--- BEGIN Records shown ---

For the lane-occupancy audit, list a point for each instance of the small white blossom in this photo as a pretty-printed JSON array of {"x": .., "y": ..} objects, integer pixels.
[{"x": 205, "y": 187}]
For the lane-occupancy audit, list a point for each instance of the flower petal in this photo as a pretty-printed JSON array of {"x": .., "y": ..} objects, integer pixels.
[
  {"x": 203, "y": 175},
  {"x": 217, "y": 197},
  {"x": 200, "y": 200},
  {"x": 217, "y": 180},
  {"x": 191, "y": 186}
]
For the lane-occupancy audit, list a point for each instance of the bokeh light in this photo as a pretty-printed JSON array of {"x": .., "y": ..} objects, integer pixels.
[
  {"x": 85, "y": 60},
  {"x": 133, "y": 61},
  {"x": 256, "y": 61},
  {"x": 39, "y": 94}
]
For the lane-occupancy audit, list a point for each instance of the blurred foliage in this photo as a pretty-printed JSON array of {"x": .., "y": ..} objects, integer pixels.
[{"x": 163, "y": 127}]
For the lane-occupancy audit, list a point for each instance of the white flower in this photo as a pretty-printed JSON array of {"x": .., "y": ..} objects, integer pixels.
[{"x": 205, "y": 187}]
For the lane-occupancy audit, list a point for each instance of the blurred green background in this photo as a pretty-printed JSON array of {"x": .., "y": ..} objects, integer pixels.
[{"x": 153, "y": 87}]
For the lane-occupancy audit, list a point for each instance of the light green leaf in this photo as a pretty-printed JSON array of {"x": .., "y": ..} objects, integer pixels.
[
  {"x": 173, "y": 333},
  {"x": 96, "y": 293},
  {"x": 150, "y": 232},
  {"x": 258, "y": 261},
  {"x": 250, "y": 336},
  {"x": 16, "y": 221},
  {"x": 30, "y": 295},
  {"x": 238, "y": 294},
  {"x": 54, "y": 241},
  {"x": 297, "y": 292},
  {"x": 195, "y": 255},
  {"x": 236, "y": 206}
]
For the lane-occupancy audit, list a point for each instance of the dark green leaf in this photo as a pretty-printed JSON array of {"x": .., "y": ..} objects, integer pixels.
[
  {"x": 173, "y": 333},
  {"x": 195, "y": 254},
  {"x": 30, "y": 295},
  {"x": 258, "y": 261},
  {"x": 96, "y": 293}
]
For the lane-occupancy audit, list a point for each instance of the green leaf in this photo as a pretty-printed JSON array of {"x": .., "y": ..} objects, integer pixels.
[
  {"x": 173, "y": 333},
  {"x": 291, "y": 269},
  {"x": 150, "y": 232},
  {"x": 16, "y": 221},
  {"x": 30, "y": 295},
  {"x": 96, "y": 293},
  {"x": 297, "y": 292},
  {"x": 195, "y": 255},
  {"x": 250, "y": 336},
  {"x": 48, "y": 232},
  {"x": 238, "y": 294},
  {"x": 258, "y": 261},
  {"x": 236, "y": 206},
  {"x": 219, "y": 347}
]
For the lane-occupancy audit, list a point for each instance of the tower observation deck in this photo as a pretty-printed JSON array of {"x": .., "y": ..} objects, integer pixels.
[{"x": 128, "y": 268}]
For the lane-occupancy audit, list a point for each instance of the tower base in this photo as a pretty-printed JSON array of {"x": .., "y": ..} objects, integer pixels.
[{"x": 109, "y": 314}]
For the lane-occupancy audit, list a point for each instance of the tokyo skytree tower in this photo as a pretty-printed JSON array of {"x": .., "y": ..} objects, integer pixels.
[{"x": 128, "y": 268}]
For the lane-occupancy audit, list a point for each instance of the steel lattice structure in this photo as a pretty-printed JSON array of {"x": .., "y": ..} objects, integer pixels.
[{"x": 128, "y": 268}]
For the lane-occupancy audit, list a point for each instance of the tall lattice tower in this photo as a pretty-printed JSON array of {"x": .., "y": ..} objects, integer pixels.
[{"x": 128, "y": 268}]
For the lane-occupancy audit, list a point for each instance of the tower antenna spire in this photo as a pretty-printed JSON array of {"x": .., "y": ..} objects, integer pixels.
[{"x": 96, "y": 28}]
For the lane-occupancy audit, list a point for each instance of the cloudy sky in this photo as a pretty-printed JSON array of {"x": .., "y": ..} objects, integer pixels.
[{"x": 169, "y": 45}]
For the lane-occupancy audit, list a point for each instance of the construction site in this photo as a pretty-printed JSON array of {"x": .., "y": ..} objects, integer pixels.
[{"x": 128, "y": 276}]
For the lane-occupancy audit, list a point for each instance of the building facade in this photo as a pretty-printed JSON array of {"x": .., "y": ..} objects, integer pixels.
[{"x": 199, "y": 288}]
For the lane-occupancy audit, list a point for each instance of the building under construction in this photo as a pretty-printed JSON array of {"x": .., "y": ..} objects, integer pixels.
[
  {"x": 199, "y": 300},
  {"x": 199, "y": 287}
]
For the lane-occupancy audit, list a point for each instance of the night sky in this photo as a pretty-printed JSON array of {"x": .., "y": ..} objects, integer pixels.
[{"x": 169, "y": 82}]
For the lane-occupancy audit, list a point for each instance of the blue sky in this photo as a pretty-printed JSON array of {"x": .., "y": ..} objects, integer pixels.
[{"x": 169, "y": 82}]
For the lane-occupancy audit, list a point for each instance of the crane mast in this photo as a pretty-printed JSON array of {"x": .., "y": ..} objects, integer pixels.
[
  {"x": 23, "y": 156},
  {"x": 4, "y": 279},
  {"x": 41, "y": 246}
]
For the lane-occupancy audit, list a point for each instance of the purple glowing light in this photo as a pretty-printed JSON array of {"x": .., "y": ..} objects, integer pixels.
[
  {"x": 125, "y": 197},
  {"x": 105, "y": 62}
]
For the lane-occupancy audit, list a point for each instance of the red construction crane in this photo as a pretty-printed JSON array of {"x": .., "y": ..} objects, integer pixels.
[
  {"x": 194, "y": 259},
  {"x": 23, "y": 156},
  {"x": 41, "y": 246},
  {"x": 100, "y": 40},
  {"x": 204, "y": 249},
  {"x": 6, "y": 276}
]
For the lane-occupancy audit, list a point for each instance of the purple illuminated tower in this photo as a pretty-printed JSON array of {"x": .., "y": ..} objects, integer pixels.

--- END Records shown ---

[Exercise directions]:
Everything in the listing above should be restated exactly.

[Final result]:
For the lane-occupancy audit, list a point for each instance of the small white blossom in this photo as a pretty-printed JSON array of {"x": .., "y": ..} objects, integer pixels.
[{"x": 205, "y": 187}]
For the lane-occupancy audit, list a point for each instance of the flower petal in this photo as a pretty-printed JSON array of {"x": .., "y": ..} objects, integer pixels.
[
  {"x": 203, "y": 175},
  {"x": 217, "y": 197},
  {"x": 200, "y": 200},
  {"x": 217, "y": 180},
  {"x": 191, "y": 186}
]
For the lane-occupancy audit, list a point for each instance of the bokeh light in this photo as a pretty-printed JSON array of {"x": .., "y": ..} objects, integer pixels.
[
  {"x": 85, "y": 60},
  {"x": 133, "y": 61},
  {"x": 256, "y": 61},
  {"x": 39, "y": 94}
]
For the lane-occupancy audit, list a point for each instance of the blurred foliage in this photo as a pretty-printed JSON array of {"x": .., "y": ..} objects, integer pixels.
[{"x": 163, "y": 127}]
For the lane-occupancy audit, list a point for each instance of the white flower in this photo as a pretty-printed JSON array of {"x": .., "y": ..} objects, integer pixels.
[{"x": 205, "y": 187}]
For the lane-occupancy audit, list a point for each instance of the blurred green background in this photo as a pretty-printed JSON array of {"x": .., "y": ..} objects, integer pixels.
[{"x": 153, "y": 87}]
For the lane-occupancy audit, list a point for each instance of the light green leaf in this photo as a pretty-printed JSON array of {"x": .., "y": ..} objects, integer pixels.
[
  {"x": 173, "y": 333},
  {"x": 96, "y": 293},
  {"x": 150, "y": 232},
  {"x": 258, "y": 261},
  {"x": 250, "y": 336},
  {"x": 16, "y": 221},
  {"x": 30, "y": 295},
  {"x": 238, "y": 294},
  {"x": 54, "y": 241},
  {"x": 297, "y": 292},
  {"x": 195, "y": 255},
  {"x": 236, "y": 206}
]
For the lane-occupancy audit, list a point for each instance of the dark green leaf in this photo as a pretty-printed JSON array of {"x": .., "y": ..} objects, integer pixels.
[
  {"x": 173, "y": 333},
  {"x": 195, "y": 254},
  {"x": 30, "y": 295},
  {"x": 258, "y": 261},
  {"x": 96, "y": 293}
]
For the lane-occupancy audit, list a point for each instance of the green leaf in this photo as a pretty-printed JSON array of {"x": .., "y": ..} objects, integer pixels.
[
  {"x": 173, "y": 333},
  {"x": 291, "y": 269},
  {"x": 150, "y": 232},
  {"x": 16, "y": 221},
  {"x": 30, "y": 295},
  {"x": 96, "y": 293},
  {"x": 297, "y": 292},
  {"x": 195, "y": 255},
  {"x": 250, "y": 336},
  {"x": 48, "y": 232},
  {"x": 238, "y": 294},
  {"x": 258, "y": 261},
  {"x": 236, "y": 206},
  {"x": 219, "y": 347}
]
For the lane-occupancy audit, list a point for each instance of the tower observation deck in this photo as a pretty-printed JSON array of {"x": .., "y": ..} objects, integer pixels.
[{"x": 128, "y": 268}]
For the lane-occupancy audit, list a point for each instance of the tower base in this photo as a pretty-printed JSON array of {"x": .., "y": ..} objects, integer pixels.
[{"x": 109, "y": 314}]
For the lane-occupancy audit, list a point for each instance of the tokyo skytree tower in this photo as a pretty-printed JSON array of {"x": .., "y": ..} objects, integer pixels.
[{"x": 128, "y": 268}]
For the lane-occupancy audit, list a point for each instance of the steel lattice structure in this photo as a pretty-printed JSON array of {"x": .., "y": ..} objects, integer pixels.
[{"x": 128, "y": 268}]
For the lane-occupancy audit, list a point for each instance of the tall lattice tower in this photo as a pretty-printed JSON array of {"x": .., "y": ..} objects, integer pixels.
[{"x": 128, "y": 268}]
For the lane-occupancy audit, list a point for each instance of the tower antenna spire in this photo as a pretty-printed JSON array of {"x": .., "y": ..} objects, integer pixels.
[{"x": 96, "y": 28}]
For the lane-occupancy audit, list a point for each instance of the cloudy sky in this photo as a pretty-printed JSON array of {"x": .., "y": ..} objects, integer pixels.
[{"x": 169, "y": 45}]
For the lane-occupancy audit, list a point for each instance of the construction site in this photo as a pretty-printed JSON array of {"x": .., "y": ..} objects, integer pixels.
[{"x": 128, "y": 276}]
For the lane-occupancy audit, list a point for each instance of the building facade in this photo as a pretty-printed JSON array of {"x": .., "y": ..} objects, integer pixels.
[{"x": 199, "y": 288}]
For the lane-occupancy audit, list a point for each instance of the building under construction in this photo as a pretty-printed JSON array of {"x": .., "y": ..} objects, integer pixels.
[
  {"x": 199, "y": 300},
  {"x": 199, "y": 287}
]
For the lane-occupancy audit, list a point for each instance of the night sky in this photo as a pretty-printed JSON array of {"x": .., "y": ..} objects, integer pixels.
[{"x": 169, "y": 82}]
For the lane-occupancy audit, list a point for each instance of the blue sky in this photo as a pretty-printed JSON array of {"x": .., "y": ..} objects, integer pixels.
[{"x": 169, "y": 82}]
For the lane-occupancy audit, list a point for each instance of the crane mast in this photo as a pretty-printed JSON array of {"x": .., "y": ..} objects, integer pixels.
[
  {"x": 23, "y": 156},
  {"x": 4, "y": 279},
  {"x": 41, "y": 246}
]
For the lane-occupancy audit, list a point for each instance of the purple glowing light in this photo as a pretty-printed JSON array of {"x": .., "y": ..} objects, integer pixels.
[
  {"x": 125, "y": 197},
  {"x": 105, "y": 62}
]
For the lane-occupancy audit, list a point for each instance of the red construction crane in this photo as a pretty-printed JSON array of {"x": .., "y": ..} objects, integer pixels.
[
  {"x": 194, "y": 259},
  {"x": 23, "y": 156},
  {"x": 41, "y": 246},
  {"x": 100, "y": 40},
  {"x": 204, "y": 249},
  {"x": 6, "y": 276}
]
For the lane-occupancy audit, list a point for each instance of the purple illuminated tower in this photo as a pretty-printed JSON array of {"x": .., "y": ..} objects, integer pixels.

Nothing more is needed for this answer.